Work instruction — Return the entries below precisely, omitting nothing.
[Data records Boundary: Start]
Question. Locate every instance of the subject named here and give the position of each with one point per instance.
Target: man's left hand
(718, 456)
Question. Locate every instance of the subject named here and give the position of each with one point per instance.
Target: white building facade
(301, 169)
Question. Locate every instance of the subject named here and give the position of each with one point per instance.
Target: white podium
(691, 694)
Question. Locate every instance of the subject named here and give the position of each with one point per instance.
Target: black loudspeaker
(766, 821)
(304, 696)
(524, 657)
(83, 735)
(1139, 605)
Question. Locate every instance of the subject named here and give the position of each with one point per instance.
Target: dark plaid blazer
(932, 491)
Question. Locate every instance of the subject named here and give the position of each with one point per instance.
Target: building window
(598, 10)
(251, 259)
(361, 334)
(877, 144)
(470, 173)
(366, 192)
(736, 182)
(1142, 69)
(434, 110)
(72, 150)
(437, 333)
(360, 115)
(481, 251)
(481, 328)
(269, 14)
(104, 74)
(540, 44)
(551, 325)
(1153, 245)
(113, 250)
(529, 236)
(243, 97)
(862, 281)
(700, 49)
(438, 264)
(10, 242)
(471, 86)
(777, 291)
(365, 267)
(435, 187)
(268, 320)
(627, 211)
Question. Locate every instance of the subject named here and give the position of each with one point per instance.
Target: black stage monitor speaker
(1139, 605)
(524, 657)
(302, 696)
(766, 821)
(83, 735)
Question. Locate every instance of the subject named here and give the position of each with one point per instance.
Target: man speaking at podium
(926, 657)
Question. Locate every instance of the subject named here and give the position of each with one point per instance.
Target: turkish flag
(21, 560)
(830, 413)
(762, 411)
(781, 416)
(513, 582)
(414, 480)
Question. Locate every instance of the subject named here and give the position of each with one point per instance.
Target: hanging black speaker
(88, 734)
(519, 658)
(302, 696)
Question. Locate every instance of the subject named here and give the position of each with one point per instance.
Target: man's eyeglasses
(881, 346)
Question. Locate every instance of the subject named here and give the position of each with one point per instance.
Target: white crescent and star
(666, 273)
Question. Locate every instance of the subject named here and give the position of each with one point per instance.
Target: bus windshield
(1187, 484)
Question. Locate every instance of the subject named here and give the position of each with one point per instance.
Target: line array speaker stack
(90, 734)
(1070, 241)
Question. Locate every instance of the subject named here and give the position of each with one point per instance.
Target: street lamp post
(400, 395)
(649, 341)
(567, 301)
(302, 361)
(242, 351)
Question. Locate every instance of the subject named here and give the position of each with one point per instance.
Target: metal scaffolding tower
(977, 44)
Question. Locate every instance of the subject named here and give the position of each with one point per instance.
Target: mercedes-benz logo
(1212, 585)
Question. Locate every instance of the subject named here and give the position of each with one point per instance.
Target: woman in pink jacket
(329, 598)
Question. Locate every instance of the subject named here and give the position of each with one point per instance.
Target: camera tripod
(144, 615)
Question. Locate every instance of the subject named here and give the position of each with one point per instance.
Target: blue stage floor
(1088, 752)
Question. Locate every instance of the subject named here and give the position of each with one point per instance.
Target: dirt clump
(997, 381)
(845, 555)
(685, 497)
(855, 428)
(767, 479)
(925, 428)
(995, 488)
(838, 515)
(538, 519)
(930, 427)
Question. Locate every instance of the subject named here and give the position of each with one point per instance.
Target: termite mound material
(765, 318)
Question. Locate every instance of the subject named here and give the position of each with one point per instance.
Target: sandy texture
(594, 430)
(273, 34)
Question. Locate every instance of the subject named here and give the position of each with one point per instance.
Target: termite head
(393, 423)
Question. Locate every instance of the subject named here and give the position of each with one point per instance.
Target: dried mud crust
[Data records Boundary: End]
Answer box —
Question. Locate every instance of the subject named here and give the position of each with one point per instance.
Target: man's left hand
(718, 456)
Question. Locate every instance of the subject named here and give the position of each with one point per instance.
Target: white building facade
(301, 169)
Question. Locate every instance of the subject named here and give the position of each with one point per instance.
Target: white podium
(691, 694)
Question. Locate every instance of the subject named here and give the position of each with one point per instance.
Target: black loudspeaker
(766, 821)
(304, 696)
(524, 657)
(83, 735)
(1139, 605)
Question. Locate every instance of the subject named here and give the position of each with one point per instance.
Target: dark plaid blazer
(932, 491)
Question. Locate every instance of the subject named here and give the position of each with one point per instance.
Target: building window
(598, 10)
(251, 259)
(361, 334)
(877, 144)
(470, 173)
(366, 192)
(736, 182)
(1142, 69)
(434, 110)
(72, 150)
(437, 333)
(360, 115)
(481, 251)
(481, 328)
(269, 14)
(104, 74)
(540, 44)
(551, 325)
(1153, 245)
(113, 250)
(529, 236)
(243, 97)
(862, 281)
(700, 49)
(438, 264)
(10, 242)
(471, 86)
(777, 291)
(365, 267)
(435, 187)
(268, 320)
(627, 211)
Question. Locate every instance of the subject named here and give the position of each with one point per instance.
Target: black stage monitor speaker
(1139, 605)
(524, 657)
(302, 696)
(766, 821)
(83, 735)
Question. Locate every instance of the subject named here and give the position of each with one point per instance.
Target: man speaking at podium
(926, 657)
Question. Locate every instance of the subject named here and give the position of each with one point per instance.
Target: turkish flag
(21, 560)
(830, 413)
(762, 411)
(781, 416)
(513, 582)
(414, 480)
Question. Locate every instance of the subject named here and give the position of each with one point per instance.
Target: hanging black speaker
(88, 734)
(519, 658)
(302, 696)
Question. Locate every instance of the subject named here and give the position of each with one point per instance.
Target: man's eyeglasses
(881, 346)
Question. Locate every instance of the subject named here and give the position of each with one point per instance.
Target: white crescent and star
(666, 273)
Question. Locate every instance of the subject named here and give the position of each with one point per instance.
Target: bus windshield
(1187, 484)
Question. Locate every instance of the subject named here and give the position of each with one point per instance.
Target: line array speaker stack
(90, 734)
(1070, 241)
Question. Locate every instance of the subject named here and give the position of each with one point per instance.
Target: street lamp post
(400, 395)
(649, 341)
(567, 301)
(302, 361)
(242, 351)
Question. Locate every instance of the subject named here and give the position of each with one point per instance.
Target: metal scaffolding tower
(977, 44)
Question. Locate every instance of the subject named here and give the position of each with one point per instance.
Target: mercedes-benz logo
(1212, 585)
Question. Locate every instance of the subject named here and give the position of each with one point per instance.
Target: woman in pink jacket
(329, 598)
Question. Locate every instance of the subject named here and give the position of each with one point per instance.
Target: camera tripod
(144, 615)
Question. Locate every instance of the subject named here and give the position of each with one point per instance.
Target: blue stage floor
(1088, 752)
Question. Locate every instance of the subject named here and give the position of each with one point per instance.
Target: dirt clump
(997, 381)
(845, 555)
(685, 497)
(855, 428)
(767, 479)
(925, 428)
(995, 488)
(838, 515)
(538, 519)
(930, 427)
Question. Locate every instance of the subject named here and give the position of each with one point per instance.
Target: termite mound material
(765, 318)
Question. Locate every instance of the subject named here and give the position of each with one point per instance.
Target: sandy texture
(594, 430)
(273, 34)
Question. Locate every instance of the subject named here and give the position of each with one point per instance.
Target: termite head
(393, 423)
Question. Locate every instance of the subject named here and give the position of each with one point per instance.
Target: dried mud crust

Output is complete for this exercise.